Dads Behaving Badly: 7 Amazingly Awful Fathers in Art

Happy Father’s Day

This Sunday is Father’s Day, so here’s hoping it’s a great one! Whether he’s throwing a barbecue, video-conferencing with family and friends, or joining a virtual scavenger hunt for Father’s Day weekend, Dad has earned it.

At least, most dads have. Museums offer plenty of examples of dads—real dads, fictional dads, even mythical dads—behaving badly. Here are seven of our favorite bad dads in art.

The Lying Traitor of Pisa

Watson Adventures Ugolino and Sons

A favorite at the Metropolitan Museum of Art, Jean-Baptiste Carpeaux’s Ugolino and His Sons depicts a very bad dad indeed. Inspired partly by a scene from Dante’s Inferno, the sculpture shows Count Ugolino della Gherardesca of Pisa, Italy, who was jailed in the year 1289 on charges of treachery and generally being a war-mongering jerk. Unfortunately, Ugolino’s sons and grandsons were imprisoned with him, and they were all left to starve to death. This sculpture is said to capture the moment some of the kids offer themselves as food for their starving dad. Yikes.

# Given records
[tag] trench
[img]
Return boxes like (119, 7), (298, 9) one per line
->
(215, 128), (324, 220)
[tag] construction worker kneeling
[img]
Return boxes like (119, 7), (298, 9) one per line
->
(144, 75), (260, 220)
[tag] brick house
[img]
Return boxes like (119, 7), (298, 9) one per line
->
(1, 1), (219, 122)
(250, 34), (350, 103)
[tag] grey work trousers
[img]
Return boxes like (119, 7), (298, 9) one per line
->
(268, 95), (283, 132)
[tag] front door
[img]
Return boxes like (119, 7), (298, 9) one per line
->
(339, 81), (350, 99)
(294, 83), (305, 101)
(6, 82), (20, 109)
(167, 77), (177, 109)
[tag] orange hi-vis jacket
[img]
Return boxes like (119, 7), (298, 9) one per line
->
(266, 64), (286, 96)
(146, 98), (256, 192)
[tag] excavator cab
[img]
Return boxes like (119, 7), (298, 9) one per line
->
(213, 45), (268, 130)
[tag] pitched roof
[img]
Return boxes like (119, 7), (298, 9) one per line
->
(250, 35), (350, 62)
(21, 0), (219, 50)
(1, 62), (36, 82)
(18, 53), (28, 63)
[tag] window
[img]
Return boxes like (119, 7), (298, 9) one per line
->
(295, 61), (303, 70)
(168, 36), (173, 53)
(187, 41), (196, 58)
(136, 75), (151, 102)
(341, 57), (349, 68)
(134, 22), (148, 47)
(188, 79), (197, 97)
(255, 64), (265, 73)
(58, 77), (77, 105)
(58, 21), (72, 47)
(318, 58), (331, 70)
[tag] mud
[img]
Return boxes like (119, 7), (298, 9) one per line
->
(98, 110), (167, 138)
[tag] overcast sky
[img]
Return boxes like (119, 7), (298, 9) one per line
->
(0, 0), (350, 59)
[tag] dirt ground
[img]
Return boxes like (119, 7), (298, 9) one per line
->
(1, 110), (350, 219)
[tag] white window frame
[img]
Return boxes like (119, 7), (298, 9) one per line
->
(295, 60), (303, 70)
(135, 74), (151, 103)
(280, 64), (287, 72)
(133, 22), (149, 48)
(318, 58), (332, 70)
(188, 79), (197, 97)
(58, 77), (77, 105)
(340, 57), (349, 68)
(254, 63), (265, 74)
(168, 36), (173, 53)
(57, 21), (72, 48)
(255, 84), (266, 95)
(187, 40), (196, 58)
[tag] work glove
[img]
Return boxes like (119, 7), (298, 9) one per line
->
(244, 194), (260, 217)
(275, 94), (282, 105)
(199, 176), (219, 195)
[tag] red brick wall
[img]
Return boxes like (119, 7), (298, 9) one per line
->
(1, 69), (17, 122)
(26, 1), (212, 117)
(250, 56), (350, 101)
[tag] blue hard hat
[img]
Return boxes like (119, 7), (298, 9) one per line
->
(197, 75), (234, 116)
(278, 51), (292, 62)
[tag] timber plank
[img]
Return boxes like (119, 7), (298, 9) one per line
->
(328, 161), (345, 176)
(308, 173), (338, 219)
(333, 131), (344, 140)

...

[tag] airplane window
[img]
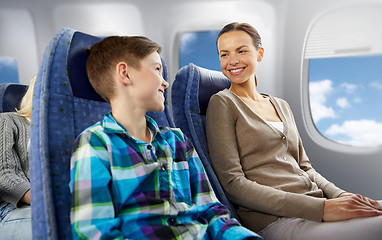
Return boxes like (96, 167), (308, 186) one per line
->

* * *

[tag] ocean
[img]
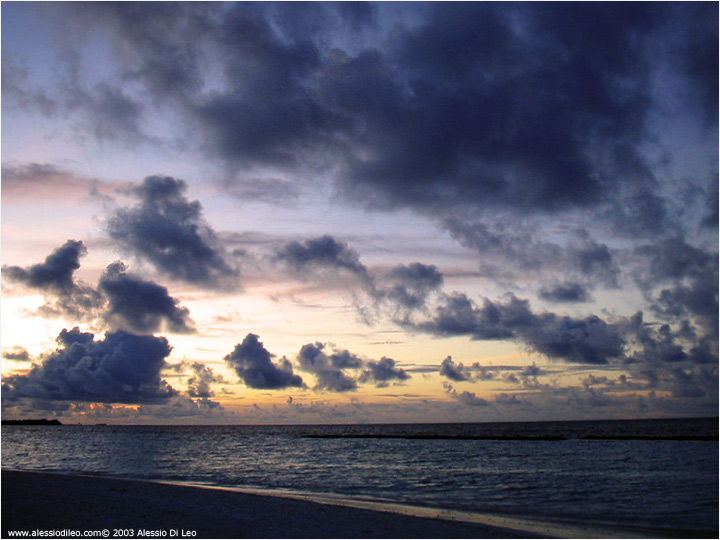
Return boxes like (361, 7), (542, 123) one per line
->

# Tasks to complete
[a] Answer from the article on bad fathers in art:
(i) How many bad dads does it feature?
(ii) Which museum holds Ugolino and His Sons?
(iii) In what year was Count Ugolino jailed?
[b] List every activity the article on bad fathers in art mentions as a way Dad might spend Father's Day.
Respond using only the article on bad fathers in art, not the lines.

# Exercise responses
[a]
(i) Seven
(ii) The Metropolitan Museum of Art
(iii) 1289

[b]
- Throwing a barbecue
- Video-conferencing with family and friends
- Joining a virtual scavenger hunt